▸ EXTRACT
Mapping analytic surgery to homology, higher rho numbers and metrics of positive scalar curvature
Paolo Piazza, Thomas Schick, Vito Felice Zenobi
TL;DR
The paper develops a bridge between the Higson–Roe analytic surgery framework and noncommutative de Rham homology by mapping the analytic surgery sequence to a long exact sequence in $H_*(\mathcal A\Gamma)$ for a suitable dense subalgebra $\mathcal A\Gamma$. It defines higher rho numbers by pairing rho classes with delocalized cyclic cocycles and, under geometric and group-theoretic assumptions (e.g., hyperbolic groups or polynomial growth), constructs robust pairings with both delocalized and relative cohomology, including $H^*(M\to B\Gamma)$. The authors connect the delocalized Chern character of rho classes to Lott’s higher eta/invariant and prove a delocalized Atiyah–Patodi–Singer-type relation in this setting, providing concrete formulas for higher rho invariants and their behavior under diffeomorphisms. The work yields new tools to study the moduli space of positive scalar curvature metrics, showing, in several cases, that $\pi_0(\mathcal R^+(M)/\mathrm{Diff}(M))$ can be infinite, with ranks controlled by delocalized and relative group cohomology. Overall, this advances secondary index theory and its geometric applications by unifying operator algebra, K-theory, and noncommutative geometry methods with explicit delta-local invariants for broad classes of groups.

▸ YOUR GOAL
According to the summary above, how does the paper define higher rho numbers?

▸ AVAILABLE DATA
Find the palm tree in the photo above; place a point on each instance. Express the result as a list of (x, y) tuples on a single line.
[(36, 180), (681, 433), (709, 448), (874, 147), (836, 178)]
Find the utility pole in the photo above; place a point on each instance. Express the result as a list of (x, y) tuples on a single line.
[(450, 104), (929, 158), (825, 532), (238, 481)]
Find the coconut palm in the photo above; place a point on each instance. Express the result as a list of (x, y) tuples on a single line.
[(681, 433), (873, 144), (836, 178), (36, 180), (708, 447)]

▸ SOLUTION TO THE EXERCISE
By pairing rho classes with delocalized cyclic cocycles.